Document text:
* Begin *

How did the chicken cross the road?

Make the following assumptions:

$d =$ the north/south distance between the next car and the chicken when the chicken starts crossing (in meters)

$t =$ the amount of time (in seconds) until the car reaches the chicken

$\theta =$ the angle the chicken crosses the road (radians north of east)

$w =$ the east/west distance the chicken travels before the car reaches it

$s_{car} =$ the speed of the car = 80 km/hr = 200/9 m/s

$s_{chicken} =$ the speed of the chicken = 0.25 m/s

Then we have the following:

$w = s_{chicken}t\cos\theta$

$s_{car}t = d + s_{chicken}t\sin\theta$

Solving for $t$ in the second equation we get:

$t = \frac {d} {s_{car} - s_{chicken}\sin\theta}$

Substituting this value of $t$ into the first equation we have:

$w = \frac {s_{chicken}d\cos\theta} {s_{car} - s_{chicken}\sin\theta}$

We want to maximize the chicken's chance of crossing the road successfully, which is equivalent to maximizing the value of $w$ . We do this by differentiating the RHS of the last equation with respect to $\theta$ and setting the derivative equal to 0.

* End *

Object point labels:
* Begin *

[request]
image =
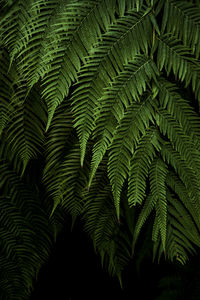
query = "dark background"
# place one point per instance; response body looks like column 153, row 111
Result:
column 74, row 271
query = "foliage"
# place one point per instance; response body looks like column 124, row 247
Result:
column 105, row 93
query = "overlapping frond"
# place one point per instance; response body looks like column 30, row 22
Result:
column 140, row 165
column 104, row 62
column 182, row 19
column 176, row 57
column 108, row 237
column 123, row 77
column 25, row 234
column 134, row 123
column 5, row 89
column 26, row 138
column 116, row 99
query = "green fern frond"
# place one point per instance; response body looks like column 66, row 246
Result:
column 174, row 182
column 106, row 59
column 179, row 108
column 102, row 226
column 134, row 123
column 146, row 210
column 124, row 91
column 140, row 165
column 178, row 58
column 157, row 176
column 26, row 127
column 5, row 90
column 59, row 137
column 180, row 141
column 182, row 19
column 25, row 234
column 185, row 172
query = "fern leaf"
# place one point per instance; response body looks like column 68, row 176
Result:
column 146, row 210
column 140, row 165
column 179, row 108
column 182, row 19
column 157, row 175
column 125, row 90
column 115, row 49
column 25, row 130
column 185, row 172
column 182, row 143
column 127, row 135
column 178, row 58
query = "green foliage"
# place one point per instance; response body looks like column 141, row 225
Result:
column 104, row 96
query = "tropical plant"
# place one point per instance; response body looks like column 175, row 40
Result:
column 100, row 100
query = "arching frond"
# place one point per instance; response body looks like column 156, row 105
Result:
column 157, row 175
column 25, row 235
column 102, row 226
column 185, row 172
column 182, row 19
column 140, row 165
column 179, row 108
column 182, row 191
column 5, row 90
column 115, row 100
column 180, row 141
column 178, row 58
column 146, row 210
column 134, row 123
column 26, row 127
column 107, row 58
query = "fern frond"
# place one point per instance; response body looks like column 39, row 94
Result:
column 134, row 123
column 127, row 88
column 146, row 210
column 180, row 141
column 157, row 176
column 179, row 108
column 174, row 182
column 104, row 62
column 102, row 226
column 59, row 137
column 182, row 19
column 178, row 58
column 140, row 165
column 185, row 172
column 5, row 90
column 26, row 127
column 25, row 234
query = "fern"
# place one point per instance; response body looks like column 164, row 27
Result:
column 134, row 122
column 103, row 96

* End *
* Begin *

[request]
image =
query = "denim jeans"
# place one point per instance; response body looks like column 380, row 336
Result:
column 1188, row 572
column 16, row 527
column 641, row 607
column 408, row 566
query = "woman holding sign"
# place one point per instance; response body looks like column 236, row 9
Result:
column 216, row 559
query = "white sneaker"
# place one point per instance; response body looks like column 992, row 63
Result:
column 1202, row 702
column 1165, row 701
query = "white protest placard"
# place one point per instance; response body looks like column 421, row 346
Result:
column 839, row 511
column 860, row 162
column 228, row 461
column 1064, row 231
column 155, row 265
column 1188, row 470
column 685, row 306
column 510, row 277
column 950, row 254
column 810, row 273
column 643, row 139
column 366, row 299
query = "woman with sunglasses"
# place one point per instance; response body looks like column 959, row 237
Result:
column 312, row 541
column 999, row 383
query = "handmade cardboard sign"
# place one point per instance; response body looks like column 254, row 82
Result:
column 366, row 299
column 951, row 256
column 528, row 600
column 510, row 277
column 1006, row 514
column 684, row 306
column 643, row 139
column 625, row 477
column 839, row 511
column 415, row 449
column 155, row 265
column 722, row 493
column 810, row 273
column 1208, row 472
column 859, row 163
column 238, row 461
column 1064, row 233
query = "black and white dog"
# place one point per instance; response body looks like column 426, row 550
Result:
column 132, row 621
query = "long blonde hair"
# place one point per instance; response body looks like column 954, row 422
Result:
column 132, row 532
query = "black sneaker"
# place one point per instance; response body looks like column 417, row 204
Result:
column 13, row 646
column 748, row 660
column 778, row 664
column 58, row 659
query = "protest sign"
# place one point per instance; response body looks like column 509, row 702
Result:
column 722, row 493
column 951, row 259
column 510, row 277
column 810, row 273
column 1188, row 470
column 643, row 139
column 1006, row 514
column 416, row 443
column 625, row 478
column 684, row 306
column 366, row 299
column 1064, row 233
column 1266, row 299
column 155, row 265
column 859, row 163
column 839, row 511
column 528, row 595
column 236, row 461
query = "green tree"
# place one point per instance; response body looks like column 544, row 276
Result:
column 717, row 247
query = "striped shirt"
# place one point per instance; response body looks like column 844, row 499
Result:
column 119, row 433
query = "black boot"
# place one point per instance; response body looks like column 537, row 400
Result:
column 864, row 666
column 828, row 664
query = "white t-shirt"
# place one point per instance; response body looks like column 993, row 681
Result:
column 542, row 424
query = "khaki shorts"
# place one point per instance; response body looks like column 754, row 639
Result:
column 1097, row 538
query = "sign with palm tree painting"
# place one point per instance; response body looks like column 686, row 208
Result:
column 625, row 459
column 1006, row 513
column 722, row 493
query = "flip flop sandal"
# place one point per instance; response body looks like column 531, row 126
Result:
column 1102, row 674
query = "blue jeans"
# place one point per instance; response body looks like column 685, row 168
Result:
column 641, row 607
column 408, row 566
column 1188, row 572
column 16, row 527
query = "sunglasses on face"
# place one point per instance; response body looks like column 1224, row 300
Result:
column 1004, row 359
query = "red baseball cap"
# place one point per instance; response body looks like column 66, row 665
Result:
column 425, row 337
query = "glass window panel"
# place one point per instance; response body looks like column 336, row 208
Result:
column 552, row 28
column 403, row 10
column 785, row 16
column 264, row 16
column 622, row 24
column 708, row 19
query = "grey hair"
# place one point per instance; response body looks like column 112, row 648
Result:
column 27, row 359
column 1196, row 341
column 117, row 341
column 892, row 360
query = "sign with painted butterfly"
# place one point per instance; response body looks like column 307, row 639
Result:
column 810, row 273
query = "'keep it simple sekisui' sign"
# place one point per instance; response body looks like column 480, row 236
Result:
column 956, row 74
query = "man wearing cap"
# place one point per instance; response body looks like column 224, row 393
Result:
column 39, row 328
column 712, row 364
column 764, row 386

* End *

Exercise requirements:
**1.** Duplicate the passage of the chicken-crossing derivation starting at "How did the" and ending at "crossing (in meters)".
**2.** Does the chicken-crossing derivation agree with each of these statements? Answer yes or no for each, quoting the deciding words.
(a) The car's speed is taken to be 80 km/hr.
(b) The crossing angle is measured in degrees.
(c) Maximizing the chicken's chance of crossing successfully is treated as the same as maximizing the value of w.
**3.** How would this sentence from the chicken-crossing derivation read in Spanish: "We do this by differentiating the RHS of the last equation with respect to $\theta$ and setting the derivative equal to 0."?

Task solutions:
**1.**
How did the chicken cross the road?

Make the following assumptions:

$d =$ the north/south distance between the next car and the chicken when the chicken starts crossing (in meters)

**2.**
(a) Yes: "the speed of the car = 80 km/hr = 200/9 m/s"
(b) No: "the angle the chicken crosses the road (radians north of east)"
(c) Yes: "We want to maximize the chicken's chance of crossing the road successfully, which is equivalent to maximizing the value of $w$"

**3.** Lo hacemos derivando el lado derecho de la última ecuación con respecto a $\theta$ e igualando la derivada a 0.